TO DO → Pick out each line of the material below that contains the string "sweater". Case counts.

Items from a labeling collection
•••

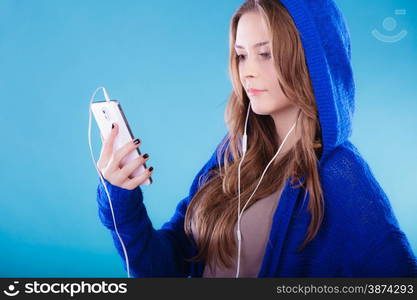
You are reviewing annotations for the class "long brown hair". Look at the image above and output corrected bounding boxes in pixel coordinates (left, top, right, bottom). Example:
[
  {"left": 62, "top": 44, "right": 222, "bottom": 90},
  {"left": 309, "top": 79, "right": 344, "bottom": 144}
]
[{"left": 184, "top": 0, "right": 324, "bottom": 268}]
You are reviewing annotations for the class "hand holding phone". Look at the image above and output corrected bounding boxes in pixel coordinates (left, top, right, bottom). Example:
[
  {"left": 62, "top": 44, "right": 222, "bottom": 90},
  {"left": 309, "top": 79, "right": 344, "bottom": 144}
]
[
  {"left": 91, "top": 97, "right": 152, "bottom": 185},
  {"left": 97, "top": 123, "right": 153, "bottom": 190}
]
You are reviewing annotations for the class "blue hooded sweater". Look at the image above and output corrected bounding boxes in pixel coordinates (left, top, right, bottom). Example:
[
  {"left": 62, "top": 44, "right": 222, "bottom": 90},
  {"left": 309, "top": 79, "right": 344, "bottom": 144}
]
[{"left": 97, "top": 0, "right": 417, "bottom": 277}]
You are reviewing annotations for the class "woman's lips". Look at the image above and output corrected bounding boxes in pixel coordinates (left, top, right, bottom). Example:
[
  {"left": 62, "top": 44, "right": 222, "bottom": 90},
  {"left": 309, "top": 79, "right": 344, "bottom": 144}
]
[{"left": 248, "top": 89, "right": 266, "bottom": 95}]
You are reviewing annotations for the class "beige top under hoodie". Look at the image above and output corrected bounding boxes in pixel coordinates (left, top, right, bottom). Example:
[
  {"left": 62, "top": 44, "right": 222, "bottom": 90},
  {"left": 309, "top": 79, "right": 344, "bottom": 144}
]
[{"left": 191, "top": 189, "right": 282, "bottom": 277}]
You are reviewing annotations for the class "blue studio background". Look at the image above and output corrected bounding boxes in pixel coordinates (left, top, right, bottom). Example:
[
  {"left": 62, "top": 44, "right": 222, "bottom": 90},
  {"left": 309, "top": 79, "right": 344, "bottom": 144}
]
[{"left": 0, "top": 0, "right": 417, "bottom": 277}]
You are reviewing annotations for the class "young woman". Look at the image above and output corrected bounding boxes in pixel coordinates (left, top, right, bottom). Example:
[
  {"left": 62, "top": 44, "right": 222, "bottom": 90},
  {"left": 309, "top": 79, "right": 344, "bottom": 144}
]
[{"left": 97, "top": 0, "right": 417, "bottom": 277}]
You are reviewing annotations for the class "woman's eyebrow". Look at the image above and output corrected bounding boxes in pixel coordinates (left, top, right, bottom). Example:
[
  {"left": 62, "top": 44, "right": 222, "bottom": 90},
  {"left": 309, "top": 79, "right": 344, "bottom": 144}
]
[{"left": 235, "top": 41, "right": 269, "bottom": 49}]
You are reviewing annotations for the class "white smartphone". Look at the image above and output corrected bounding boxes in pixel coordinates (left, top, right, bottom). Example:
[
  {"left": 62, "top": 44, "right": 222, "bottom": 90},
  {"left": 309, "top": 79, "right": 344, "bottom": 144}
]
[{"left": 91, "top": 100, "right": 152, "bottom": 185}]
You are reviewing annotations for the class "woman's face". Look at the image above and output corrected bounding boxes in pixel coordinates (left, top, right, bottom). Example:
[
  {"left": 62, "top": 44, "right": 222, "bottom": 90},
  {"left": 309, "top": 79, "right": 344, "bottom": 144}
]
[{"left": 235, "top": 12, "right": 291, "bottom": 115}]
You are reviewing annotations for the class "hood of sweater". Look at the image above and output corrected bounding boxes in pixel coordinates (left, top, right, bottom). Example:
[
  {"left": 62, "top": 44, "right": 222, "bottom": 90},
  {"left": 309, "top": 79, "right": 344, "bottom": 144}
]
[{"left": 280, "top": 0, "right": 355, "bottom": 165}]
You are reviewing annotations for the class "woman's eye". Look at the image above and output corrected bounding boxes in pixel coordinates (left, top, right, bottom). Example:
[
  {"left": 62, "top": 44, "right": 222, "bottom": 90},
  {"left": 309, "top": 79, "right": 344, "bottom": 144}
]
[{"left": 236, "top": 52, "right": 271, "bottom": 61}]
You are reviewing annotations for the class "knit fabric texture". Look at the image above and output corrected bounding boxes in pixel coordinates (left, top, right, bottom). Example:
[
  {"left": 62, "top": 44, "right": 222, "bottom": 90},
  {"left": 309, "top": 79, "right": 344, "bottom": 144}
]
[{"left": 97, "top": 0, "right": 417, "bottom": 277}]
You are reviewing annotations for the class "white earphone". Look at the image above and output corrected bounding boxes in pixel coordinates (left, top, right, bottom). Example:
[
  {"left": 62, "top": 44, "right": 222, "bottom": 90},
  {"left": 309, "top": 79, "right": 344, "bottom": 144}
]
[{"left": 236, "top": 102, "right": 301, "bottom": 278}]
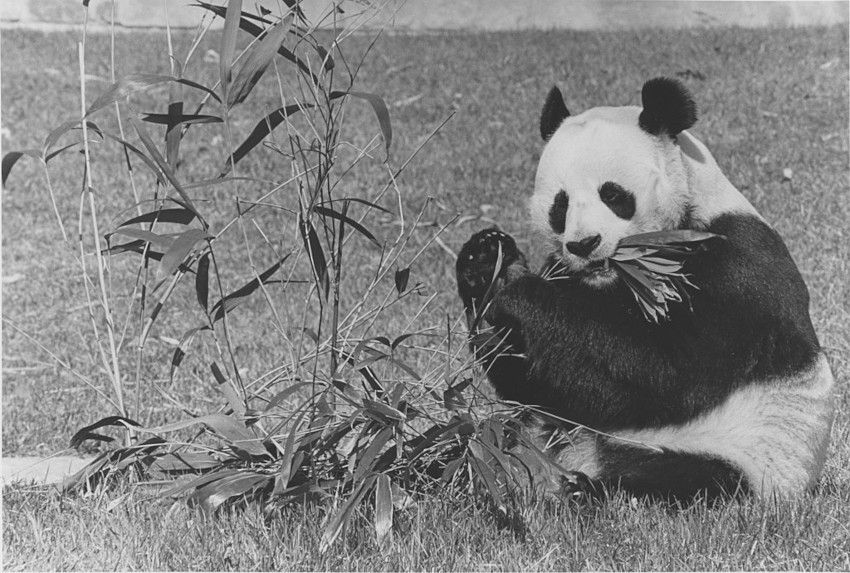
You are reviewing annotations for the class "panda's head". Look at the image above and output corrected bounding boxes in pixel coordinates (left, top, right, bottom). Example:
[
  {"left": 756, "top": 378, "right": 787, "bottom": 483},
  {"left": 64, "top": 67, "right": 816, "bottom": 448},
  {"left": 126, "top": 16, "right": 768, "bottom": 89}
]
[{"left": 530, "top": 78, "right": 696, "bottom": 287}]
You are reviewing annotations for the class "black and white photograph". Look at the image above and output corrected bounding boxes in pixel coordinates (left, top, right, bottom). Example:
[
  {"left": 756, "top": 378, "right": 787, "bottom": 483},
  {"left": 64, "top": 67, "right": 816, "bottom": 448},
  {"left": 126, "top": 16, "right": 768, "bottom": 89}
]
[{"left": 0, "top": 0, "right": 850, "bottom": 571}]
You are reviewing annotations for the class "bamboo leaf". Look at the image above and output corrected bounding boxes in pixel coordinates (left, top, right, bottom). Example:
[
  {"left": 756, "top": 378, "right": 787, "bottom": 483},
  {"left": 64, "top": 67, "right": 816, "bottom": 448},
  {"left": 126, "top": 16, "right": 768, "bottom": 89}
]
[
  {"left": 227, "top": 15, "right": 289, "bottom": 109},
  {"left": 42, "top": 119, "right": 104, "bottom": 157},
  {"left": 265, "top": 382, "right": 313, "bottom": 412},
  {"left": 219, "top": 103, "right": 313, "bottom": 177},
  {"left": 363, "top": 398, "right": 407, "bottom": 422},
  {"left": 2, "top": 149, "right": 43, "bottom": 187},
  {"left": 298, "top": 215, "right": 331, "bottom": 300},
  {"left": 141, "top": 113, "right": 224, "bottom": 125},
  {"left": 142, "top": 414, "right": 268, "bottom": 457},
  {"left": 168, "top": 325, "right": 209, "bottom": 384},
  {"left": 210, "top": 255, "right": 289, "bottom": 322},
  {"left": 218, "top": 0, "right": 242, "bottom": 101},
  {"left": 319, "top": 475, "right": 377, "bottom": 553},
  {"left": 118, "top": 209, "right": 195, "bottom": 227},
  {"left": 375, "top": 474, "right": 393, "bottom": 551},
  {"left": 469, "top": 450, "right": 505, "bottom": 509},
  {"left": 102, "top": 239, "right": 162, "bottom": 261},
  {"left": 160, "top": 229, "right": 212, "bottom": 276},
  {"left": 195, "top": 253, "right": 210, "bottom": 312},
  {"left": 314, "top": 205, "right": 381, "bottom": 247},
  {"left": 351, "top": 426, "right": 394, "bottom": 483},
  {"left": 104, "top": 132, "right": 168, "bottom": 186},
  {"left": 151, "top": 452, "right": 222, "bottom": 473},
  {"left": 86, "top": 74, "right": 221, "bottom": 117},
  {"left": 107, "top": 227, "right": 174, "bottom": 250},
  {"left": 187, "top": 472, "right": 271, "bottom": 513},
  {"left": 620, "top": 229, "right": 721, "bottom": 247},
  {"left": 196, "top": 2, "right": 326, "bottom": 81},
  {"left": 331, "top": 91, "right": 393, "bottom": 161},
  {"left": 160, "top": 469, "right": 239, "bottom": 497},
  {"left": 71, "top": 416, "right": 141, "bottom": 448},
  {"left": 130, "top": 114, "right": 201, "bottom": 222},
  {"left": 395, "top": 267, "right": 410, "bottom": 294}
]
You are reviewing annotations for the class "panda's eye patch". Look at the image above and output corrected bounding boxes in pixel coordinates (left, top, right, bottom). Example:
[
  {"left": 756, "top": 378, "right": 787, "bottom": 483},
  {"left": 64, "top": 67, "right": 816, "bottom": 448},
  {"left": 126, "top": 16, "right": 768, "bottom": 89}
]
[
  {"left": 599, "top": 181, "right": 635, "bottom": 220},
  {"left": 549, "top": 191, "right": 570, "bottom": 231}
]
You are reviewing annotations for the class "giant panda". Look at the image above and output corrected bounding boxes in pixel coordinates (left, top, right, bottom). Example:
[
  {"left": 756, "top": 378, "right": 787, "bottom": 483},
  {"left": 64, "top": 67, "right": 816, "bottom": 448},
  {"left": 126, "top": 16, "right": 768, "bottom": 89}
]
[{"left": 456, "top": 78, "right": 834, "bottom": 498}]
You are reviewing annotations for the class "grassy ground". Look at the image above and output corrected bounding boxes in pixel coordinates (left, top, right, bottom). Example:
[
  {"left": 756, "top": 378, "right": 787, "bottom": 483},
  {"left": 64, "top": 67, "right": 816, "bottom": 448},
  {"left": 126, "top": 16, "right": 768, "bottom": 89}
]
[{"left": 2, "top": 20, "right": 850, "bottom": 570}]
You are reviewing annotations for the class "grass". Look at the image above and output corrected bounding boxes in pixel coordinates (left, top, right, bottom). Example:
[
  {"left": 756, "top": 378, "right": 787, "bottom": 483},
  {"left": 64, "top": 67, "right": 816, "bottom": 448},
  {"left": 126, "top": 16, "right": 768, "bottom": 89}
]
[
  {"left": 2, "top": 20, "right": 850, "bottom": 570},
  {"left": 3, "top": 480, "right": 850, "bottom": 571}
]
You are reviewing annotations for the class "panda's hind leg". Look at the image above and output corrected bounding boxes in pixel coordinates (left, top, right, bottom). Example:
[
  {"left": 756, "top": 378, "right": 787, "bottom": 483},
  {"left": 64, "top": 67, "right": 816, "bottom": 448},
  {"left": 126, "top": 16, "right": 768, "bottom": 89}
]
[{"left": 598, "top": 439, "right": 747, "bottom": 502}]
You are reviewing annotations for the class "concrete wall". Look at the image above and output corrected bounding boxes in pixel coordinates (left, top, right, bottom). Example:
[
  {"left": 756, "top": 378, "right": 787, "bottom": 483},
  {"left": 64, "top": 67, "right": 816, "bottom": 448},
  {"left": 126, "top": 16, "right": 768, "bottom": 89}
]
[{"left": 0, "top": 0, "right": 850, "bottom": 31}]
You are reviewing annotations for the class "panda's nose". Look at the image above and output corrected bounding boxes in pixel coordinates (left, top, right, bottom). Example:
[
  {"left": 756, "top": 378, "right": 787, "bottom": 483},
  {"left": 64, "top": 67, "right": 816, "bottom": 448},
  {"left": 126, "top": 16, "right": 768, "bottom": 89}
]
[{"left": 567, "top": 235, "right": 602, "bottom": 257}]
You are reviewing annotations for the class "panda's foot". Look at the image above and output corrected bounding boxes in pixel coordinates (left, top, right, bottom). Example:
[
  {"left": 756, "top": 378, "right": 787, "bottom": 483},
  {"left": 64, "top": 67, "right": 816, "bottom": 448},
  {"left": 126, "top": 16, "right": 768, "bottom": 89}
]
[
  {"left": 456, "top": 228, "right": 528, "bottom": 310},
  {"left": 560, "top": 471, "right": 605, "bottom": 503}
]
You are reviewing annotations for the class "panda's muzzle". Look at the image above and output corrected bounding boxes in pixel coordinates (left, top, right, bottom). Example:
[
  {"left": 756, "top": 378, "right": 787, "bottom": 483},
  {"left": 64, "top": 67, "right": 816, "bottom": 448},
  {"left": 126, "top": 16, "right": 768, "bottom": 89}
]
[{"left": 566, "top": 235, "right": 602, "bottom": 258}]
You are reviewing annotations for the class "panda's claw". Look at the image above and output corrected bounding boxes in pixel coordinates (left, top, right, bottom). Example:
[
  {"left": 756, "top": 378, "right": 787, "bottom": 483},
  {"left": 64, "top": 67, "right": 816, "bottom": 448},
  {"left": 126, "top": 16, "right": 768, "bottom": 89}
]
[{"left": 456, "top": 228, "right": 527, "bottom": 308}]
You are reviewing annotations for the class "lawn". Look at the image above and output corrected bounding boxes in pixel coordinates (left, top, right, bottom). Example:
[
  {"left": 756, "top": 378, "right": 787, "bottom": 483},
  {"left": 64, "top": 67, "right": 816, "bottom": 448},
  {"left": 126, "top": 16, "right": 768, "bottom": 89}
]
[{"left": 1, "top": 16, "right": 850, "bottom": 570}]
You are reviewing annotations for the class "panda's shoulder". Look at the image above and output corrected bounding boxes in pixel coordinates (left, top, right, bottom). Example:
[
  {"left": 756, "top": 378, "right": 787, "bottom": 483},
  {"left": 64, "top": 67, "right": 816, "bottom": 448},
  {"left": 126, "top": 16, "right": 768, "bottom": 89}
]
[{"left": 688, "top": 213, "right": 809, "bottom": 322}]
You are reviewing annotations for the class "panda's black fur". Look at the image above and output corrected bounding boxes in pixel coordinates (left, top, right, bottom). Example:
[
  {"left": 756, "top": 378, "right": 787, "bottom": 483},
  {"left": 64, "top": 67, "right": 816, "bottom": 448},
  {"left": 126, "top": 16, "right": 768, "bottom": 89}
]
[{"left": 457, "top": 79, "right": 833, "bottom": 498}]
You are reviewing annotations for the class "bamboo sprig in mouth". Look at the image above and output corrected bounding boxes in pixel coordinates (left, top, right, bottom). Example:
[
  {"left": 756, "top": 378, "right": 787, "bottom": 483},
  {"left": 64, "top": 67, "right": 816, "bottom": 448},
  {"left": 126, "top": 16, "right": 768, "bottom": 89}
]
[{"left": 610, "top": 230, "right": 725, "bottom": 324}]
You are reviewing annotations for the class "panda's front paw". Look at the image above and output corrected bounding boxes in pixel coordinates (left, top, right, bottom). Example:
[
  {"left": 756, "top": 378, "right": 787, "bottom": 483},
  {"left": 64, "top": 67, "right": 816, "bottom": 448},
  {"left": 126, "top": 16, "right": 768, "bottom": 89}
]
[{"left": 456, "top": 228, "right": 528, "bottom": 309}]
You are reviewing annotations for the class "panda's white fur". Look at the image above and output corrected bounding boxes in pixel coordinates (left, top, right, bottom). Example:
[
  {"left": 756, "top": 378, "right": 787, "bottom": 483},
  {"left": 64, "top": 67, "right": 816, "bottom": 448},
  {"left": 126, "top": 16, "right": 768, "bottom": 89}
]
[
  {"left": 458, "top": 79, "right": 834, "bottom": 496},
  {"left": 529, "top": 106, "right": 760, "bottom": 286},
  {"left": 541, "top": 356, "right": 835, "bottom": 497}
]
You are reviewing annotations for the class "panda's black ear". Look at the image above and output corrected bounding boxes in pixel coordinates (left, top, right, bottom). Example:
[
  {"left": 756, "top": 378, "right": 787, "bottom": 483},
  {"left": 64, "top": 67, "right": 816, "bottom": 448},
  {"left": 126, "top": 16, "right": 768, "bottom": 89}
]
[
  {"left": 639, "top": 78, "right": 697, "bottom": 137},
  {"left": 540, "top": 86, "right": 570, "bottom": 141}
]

•••

WRITTEN ANSWER →
You are reviewing annotations for the class "blue hooded sweater". Look at the image above and output corrected bounding boxes in pixel coordinates (left, top, right, bottom). Example:
You are reviewing annotations for the class "hood of sweater". Look at the image above and output corrected bounding boxes in pixel coordinates (left, top, right, bottom). Example:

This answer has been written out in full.